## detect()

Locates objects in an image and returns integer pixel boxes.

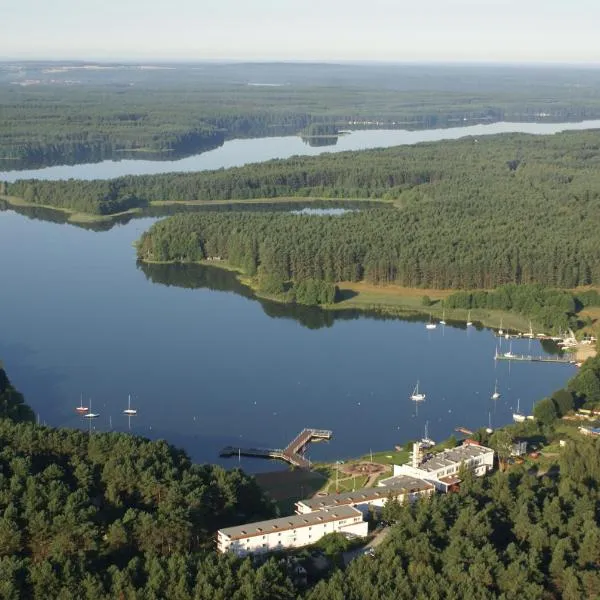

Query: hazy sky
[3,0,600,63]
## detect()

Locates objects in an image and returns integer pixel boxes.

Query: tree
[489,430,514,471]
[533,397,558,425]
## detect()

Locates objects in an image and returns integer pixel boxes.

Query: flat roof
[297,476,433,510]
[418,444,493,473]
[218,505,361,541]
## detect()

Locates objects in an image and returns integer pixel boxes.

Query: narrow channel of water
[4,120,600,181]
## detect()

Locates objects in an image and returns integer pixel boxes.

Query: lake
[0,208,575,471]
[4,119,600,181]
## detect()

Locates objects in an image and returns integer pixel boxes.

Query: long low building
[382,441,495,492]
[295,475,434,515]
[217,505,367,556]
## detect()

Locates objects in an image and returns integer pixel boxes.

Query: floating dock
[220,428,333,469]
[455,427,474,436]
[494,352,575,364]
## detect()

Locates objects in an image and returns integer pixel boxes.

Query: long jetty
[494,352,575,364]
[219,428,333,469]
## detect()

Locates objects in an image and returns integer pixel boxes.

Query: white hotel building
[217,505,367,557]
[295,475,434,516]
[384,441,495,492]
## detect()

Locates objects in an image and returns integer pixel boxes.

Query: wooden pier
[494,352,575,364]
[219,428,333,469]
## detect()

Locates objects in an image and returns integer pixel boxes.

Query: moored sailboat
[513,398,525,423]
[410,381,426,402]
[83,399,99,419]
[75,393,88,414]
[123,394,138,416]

## About this exercise
All of the entries, apart from the pictures, must be returned exactly.

## Response to this task
## detect()

Locates objects in an image and returns integer pixel boxes.


Query: hazy sky
[3,0,600,63]
## detect()

Locates objects in an image and returns integer pixel boxes.

Query: tree
[489,430,514,471]
[533,397,558,425]
## detect()

Locates objects in an image and returns integer pixel boxes.

Query: flat roof
[297,476,433,510]
[418,444,493,473]
[218,505,361,541]
## detect()

Locates objects in an image and returns integer pixel boxes.

Query: narrow channel of water
[4,120,600,181]
## detect()

Locates objects in an image and returns integer pixel boxes.

Query: lake
[0,208,575,471]
[4,119,600,181]
## detect()

Locates objects in an image and returns integer pixel boxes.

Query: long low building
[382,441,495,492]
[295,475,434,515]
[217,505,367,556]
## detect()

Locates objects in an image and returns integer pixel boxes.

Query: floating dock
[220,428,333,469]
[455,427,474,436]
[494,352,575,364]
## detect()

Locates objects in an image and returns integer pixel boxes.

Query: long jetty
[494,352,575,364]
[219,428,333,469]
## detect()

Locates objects in an image and returns integer pixel boxes.

Query: white hotel building
[217,505,367,557]
[295,475,434,516]
[384,441,495,492]
## detect()

Locates objects in an image and returns integer pixel boxes.

Query: wooden pier
[494,352,575,364]
[219,428,333,469]
## detect()

Locates objects in an image and returns integer pixel boxes.

Query: moored sailboat
[513,398,525,423]
[410,381,426,402]
[83,399,99,419]
[75,393,88,414]
[123,394,138,416]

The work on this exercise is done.